**About this task**: Could you reproduce the lines below from the one with "[[142, 316]]" through the one with "[[86, 122], [157, 197]]"? Keep both ends and add nothing.

[Extracted data entries]
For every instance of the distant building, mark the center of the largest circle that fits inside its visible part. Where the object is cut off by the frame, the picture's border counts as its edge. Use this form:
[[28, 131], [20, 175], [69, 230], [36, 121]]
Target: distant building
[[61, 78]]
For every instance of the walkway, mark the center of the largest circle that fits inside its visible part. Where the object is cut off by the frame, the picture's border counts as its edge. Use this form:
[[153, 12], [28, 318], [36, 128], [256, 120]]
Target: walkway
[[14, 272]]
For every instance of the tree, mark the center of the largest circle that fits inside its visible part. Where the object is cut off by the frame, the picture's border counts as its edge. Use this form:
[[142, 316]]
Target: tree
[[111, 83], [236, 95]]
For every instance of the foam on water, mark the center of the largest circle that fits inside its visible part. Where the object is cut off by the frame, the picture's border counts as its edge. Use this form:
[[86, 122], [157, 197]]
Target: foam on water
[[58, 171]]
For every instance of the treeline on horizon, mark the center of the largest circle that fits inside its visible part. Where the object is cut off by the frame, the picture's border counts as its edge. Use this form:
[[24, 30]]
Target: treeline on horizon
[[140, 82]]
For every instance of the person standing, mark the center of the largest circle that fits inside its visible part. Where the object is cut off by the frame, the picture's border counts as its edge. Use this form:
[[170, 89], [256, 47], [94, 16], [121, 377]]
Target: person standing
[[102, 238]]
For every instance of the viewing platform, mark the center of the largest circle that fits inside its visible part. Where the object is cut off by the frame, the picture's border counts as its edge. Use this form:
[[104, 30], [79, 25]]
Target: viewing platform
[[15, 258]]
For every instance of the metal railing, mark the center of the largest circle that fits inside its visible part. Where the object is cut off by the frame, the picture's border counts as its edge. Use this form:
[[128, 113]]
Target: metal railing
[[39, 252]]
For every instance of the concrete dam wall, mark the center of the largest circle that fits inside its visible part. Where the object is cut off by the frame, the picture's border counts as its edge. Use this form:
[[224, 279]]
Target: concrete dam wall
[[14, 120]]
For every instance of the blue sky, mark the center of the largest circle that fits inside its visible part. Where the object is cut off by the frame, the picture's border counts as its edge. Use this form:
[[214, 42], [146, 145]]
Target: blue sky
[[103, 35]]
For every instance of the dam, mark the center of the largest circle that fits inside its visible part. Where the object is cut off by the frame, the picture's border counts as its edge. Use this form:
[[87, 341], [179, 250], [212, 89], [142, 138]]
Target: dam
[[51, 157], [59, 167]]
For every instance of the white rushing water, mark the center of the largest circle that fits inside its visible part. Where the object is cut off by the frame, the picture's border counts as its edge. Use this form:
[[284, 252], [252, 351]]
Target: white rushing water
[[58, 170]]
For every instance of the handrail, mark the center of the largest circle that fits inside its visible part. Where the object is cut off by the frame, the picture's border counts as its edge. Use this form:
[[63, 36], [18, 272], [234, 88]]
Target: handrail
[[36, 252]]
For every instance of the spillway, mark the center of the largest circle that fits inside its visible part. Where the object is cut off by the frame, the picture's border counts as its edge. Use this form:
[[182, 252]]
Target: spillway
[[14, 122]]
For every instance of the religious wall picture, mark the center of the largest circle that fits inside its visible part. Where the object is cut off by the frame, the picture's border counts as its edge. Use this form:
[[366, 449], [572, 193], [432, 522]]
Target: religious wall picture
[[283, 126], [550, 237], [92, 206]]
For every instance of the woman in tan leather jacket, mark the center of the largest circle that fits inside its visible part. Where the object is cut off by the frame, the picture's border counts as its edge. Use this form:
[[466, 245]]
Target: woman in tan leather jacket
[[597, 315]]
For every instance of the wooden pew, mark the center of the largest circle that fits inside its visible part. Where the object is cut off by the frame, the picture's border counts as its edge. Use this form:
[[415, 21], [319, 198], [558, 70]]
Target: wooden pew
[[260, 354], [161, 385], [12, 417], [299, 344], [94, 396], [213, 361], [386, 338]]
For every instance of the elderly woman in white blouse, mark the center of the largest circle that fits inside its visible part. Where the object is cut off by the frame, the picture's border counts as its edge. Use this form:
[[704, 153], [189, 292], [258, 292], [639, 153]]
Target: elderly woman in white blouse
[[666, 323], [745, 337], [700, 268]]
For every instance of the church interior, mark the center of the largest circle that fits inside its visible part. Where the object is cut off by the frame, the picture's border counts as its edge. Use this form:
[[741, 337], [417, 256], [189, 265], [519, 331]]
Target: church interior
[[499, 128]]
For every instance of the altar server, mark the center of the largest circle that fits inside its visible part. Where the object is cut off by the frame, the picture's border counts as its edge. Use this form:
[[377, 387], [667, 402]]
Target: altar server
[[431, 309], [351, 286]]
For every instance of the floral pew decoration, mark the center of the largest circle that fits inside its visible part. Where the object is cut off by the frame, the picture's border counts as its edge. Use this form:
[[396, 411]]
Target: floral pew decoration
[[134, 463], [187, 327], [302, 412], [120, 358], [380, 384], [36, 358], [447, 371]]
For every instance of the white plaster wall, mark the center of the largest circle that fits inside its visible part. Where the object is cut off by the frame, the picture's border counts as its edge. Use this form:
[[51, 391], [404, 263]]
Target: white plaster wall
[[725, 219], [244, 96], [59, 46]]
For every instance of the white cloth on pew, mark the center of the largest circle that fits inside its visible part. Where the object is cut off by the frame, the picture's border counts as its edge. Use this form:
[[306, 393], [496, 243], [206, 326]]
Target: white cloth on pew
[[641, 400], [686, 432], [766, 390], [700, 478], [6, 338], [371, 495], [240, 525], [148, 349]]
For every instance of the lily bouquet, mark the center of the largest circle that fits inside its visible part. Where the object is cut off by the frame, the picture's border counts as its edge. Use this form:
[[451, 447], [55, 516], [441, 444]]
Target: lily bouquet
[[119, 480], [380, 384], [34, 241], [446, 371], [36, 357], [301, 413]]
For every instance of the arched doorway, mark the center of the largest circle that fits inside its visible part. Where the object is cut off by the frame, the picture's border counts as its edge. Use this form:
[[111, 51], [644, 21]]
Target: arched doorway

**Solution to this exercise**:
[[142, 316]]
Target: tree
[[111, 83], [236, 95]]
For every instance of the foam on water, mark the center of the largest circle that fits inside its visible part. Where the object is cut off by the frame, the picture's border counts as its edge. Use this form:
[[86, 122], [157, 197]]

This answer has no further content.